Stated task: Put the entries below, from the start through the line containing "top-left (0, 408), bottom-right (840, 559)", into a Markdown table with the columns Row and Entry line, numbering each row and skipping blank lines. Keep the pictures out of the table.
-- Start Material supplied --
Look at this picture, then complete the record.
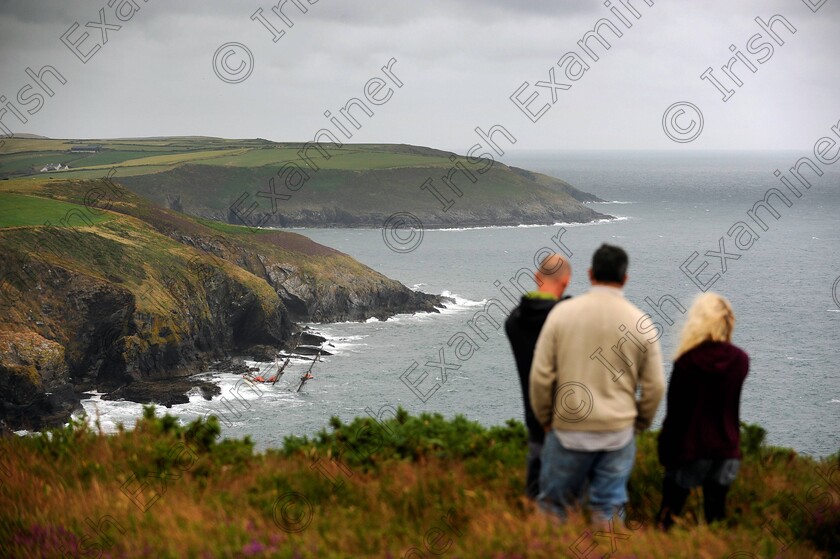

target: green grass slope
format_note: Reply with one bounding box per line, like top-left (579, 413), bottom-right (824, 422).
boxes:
top-left (0, 137), bottom-right (606, 227)
top-left (0, 176), bottom-right (439, 428)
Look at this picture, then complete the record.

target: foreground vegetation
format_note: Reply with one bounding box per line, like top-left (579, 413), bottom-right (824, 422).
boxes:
top-left (0, 408), bottom-right (840, 559)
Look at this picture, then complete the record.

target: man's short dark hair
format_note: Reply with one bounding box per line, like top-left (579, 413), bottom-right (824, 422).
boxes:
top-left (592, 243), bottom-right (630, 283)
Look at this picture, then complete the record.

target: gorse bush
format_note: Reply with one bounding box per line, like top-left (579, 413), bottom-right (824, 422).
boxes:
top-left (0, 407), bottom-right (840, 559)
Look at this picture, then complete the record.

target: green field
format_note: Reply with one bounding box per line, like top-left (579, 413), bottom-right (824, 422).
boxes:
top-left (0, 192), bottom-right (110, 227)
top-left (0, 137), bottom-right (605, 227)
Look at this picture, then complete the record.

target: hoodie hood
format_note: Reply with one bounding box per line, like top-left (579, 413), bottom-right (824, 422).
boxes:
top-left (519, 293), bottom-right (571, 331)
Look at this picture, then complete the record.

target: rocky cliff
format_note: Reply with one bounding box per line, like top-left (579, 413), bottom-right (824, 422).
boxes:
top-left (0, 180), bottom-right (440, 429)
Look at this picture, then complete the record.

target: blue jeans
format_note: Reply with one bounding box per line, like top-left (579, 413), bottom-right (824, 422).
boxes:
top-left (537, 433), bottom-right (636, 520)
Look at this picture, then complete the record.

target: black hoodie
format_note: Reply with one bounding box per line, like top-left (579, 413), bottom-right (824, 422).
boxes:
top-left (505, 294), bottom-right (570, 443)
top-left (659, 342), bottom-right (749, 469)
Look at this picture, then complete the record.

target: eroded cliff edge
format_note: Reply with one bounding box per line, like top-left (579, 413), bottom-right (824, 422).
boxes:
top-left (0, 179), bottom-right (440, 429)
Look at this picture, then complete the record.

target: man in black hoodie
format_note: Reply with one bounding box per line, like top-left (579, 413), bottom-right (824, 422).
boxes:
top-left (505, 254), bottom-right (572, 499)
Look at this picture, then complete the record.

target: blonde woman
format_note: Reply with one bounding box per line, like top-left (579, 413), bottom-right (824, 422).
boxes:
top-left (659, 293), bottom-right (749, 530)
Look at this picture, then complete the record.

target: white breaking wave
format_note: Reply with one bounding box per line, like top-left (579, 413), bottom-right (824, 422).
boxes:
top-left (434, 215), bottom-right (634, 233)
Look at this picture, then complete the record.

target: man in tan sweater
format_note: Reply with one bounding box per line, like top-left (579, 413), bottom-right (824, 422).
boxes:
top-left (529, 244), bottom-right (665, 521)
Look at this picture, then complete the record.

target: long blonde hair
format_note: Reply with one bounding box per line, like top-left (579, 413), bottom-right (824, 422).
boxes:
top-left (674, 293), bottom-right (735, 361)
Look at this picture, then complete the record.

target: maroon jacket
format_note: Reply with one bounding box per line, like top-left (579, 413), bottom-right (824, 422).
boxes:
top-left (659, 342), bottom-right (750, 469)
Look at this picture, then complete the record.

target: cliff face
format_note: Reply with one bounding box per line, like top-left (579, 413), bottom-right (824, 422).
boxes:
top-left (0, 181), bottom-right (439, 429)
top-left (124, 164), bottom-right (610, 228)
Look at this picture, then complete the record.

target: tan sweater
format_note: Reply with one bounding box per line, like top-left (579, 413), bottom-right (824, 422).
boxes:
top-left (530, 286), bottom-right (665, 431)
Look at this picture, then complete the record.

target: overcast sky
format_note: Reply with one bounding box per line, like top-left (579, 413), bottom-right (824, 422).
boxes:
top-left (0, 0), bottom-right (840, 153)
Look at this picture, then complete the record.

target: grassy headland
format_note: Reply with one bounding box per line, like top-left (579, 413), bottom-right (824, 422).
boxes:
top-left (0, 137), bottom-right (607, 227)
top-left (0, 409), bottom-right (840, 559)
top-left (0, 175), bottom-right (439, 429)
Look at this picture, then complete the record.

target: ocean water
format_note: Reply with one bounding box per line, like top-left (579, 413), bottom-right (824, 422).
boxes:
top-left (79, 152), bottom-right (840, 456)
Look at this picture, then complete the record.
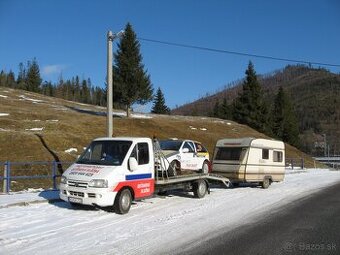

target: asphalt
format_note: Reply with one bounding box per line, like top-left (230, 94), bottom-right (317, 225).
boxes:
top-left (175, 183), bottom-right (340, 255)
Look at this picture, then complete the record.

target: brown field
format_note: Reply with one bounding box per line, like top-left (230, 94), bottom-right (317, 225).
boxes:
top-left (0, 88), bottom-right (314, 190)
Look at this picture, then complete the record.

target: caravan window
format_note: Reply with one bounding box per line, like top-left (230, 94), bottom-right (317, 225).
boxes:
top-left (273, 151), bottom-right (283, 162)
top-left (215, 147), bottom-right (242, 161)
top-left (262, 149), bottom-right (269, 159)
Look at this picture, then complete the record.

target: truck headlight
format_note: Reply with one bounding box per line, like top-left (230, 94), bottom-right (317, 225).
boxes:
top-left (60, 175), bottom-right (67, 184)
top-left (89, 179), bottom-right (108, 188)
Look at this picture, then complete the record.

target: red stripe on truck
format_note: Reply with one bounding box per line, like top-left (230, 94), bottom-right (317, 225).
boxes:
top-left (113, 179), bottom-right (155, 198)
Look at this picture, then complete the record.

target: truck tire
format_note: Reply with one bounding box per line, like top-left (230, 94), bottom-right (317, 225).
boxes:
top-left (193, 180), bottom-right (208, 198)
top-left (113, 189), bottom-right (132, 214)
top-left (261, 177), bottom-right (270, 189)
top-left (201, 161), bottom-right (209, 174)
top-left (168, 160), bottom-right (180, 177)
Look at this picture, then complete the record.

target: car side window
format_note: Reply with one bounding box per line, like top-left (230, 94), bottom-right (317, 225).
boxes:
top-left (183, 142), bottom-right (195, 152)
top-left (195, 143), bottom-right (208, 152)
top-left (130, 143), bottom-right (150, 165)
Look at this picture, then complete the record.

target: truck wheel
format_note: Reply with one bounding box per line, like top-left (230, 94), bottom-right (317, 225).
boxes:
top-left (114, 189), bottom-right (132, 214)
top-left (168, 160), bottom-right (180, 176)
top-left (201, 161), bottom-right (209, 174)
top-left (193, 180), bottom-right (208, 198)
top-left (261, 178), bottom-right (270, 189)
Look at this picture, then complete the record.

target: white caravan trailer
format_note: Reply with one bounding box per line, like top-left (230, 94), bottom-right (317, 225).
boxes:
top-left (212, 137), bottom-right (285, 188)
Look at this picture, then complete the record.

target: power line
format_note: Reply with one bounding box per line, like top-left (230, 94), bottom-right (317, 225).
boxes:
top-left (138, 37), bottom-right (340, 67)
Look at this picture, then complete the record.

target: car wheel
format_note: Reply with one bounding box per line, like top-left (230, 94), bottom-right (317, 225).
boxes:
top-left (261, 178), bottom-right (270, 189)
top-left (201, 161), bottom-right (209, 174)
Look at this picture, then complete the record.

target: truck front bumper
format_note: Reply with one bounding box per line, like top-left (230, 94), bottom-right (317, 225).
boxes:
top-left (59, 184), bottom-right (117, 207)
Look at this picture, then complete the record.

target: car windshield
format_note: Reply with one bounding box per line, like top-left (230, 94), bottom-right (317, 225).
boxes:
top-left (159, 140), bottom-right (182, 151)
top-left (77, 141), bottom-right (132, 166)
top-left (215, 147), bottom-right (246, 161)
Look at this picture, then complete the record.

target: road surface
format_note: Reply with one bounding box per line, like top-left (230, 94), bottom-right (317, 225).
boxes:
top-left (177, 183), bottom-right (340, 255)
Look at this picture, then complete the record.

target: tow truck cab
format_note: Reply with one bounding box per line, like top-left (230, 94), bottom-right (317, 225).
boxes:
top-left (60, 137), bottom-right (155, 213)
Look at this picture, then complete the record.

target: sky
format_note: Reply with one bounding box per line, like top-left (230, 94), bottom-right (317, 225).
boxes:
top-left (0, 0), bottom-right (340, 111)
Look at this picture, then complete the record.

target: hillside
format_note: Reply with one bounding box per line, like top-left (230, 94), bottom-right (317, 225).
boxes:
top-left (0, 88), bottom-right (313, 166)
top-left (172, 66), bottom-right (340, 155)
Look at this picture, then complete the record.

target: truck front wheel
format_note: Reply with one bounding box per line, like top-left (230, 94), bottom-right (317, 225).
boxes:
top-left (193, 180), bottom-right (208, 198)
top-left (114, 189), bottom-right (132, 214)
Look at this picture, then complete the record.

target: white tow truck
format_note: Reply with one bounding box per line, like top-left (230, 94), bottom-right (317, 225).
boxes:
top-left (60, 137), bottom-right (229, 214)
-- End Material supplied --
Right answer:
| Row | Entry line |
|---|---|
| 1 | Look at this picture, then complete the record. |
| 2 | target: green grass slope |
| 3 | format_note: Reply with one bounding box per line, like top-left (579, 413), bottom-right (824, 422). |
| 4 | boxes: |
| 5 | top-left (0, 137), bottom-right (606, 227) |
| 6 | top-left (0, 176), bottom-right (439, 428) |
| 7 | Look at this picture, then complete the record. |
| 8 | target: foreground vegetation |
| 9 | format_note: Reply with one bounding box per line, like top-left (579, 413), bottom-right (824, 422). |
| 10 | boxes: |
| 11 | top-left (0, 408), bottom-right (840, 559) |